[Opening Source information section]

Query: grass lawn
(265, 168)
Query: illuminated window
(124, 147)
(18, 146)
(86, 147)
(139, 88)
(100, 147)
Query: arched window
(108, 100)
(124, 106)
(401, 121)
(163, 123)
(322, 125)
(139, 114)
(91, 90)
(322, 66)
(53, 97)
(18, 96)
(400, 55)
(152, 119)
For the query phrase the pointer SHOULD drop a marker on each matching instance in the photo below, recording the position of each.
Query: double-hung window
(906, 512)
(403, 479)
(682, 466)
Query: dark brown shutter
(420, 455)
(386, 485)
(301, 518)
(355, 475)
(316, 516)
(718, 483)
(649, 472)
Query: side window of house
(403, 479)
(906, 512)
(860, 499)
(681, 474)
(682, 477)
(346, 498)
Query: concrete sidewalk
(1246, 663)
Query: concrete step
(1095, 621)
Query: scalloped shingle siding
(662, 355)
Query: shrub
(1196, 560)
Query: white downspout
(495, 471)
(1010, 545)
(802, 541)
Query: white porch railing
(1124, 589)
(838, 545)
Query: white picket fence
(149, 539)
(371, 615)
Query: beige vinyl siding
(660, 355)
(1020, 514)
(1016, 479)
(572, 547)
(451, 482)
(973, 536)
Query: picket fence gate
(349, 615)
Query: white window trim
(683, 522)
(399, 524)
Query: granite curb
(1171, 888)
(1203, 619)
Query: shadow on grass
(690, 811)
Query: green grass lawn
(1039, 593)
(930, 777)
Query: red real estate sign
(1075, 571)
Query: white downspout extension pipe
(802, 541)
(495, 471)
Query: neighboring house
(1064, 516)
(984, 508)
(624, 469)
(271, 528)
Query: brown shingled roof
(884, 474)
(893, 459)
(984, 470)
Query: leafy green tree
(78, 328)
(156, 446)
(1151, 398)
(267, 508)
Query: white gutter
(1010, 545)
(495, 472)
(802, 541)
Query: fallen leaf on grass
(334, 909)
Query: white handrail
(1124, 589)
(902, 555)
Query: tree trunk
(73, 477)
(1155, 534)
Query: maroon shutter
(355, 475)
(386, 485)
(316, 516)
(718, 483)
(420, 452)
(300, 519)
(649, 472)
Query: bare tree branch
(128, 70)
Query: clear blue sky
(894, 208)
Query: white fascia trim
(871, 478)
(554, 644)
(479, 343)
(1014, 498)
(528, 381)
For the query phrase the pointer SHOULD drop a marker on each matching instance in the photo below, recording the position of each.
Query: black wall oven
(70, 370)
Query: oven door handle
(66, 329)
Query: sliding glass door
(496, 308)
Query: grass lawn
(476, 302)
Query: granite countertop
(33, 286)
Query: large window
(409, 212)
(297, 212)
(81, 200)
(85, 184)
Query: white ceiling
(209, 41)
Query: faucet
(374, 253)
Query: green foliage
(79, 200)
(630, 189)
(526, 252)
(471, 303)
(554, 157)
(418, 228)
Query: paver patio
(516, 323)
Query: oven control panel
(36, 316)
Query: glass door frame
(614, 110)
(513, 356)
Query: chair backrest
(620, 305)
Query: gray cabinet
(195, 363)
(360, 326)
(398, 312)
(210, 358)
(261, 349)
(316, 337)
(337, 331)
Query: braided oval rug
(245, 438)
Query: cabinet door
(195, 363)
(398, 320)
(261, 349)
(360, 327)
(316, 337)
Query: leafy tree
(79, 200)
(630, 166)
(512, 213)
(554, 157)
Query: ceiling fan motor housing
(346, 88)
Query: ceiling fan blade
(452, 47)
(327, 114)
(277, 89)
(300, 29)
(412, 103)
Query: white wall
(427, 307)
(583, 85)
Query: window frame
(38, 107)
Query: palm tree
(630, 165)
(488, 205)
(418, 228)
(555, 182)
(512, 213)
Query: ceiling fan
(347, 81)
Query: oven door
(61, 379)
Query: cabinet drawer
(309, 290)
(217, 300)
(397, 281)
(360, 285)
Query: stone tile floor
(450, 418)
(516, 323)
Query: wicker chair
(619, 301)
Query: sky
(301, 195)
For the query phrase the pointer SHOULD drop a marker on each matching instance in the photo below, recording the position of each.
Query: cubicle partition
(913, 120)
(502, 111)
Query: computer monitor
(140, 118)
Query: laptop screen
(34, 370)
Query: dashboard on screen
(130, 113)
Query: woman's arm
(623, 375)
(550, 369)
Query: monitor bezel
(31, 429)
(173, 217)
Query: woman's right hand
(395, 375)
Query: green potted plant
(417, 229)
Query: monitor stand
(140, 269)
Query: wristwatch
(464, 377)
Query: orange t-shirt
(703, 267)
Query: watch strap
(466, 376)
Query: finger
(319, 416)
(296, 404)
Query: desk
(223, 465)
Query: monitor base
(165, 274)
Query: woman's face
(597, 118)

[Closing Source information section]

▸ Your instructions:
The lines from the one with "Query: watch strap" through the final line of the data are to be reproduced exactly, both included, with no other lines.

▸ Result for this exercise:
Query: watch strap
(466, 376)
Query: finger
(319, 416)
(296, 404)
Query: desk
(223, 465)
Query: monitor base
(165, 274)
Query: woman's face
(597, 118)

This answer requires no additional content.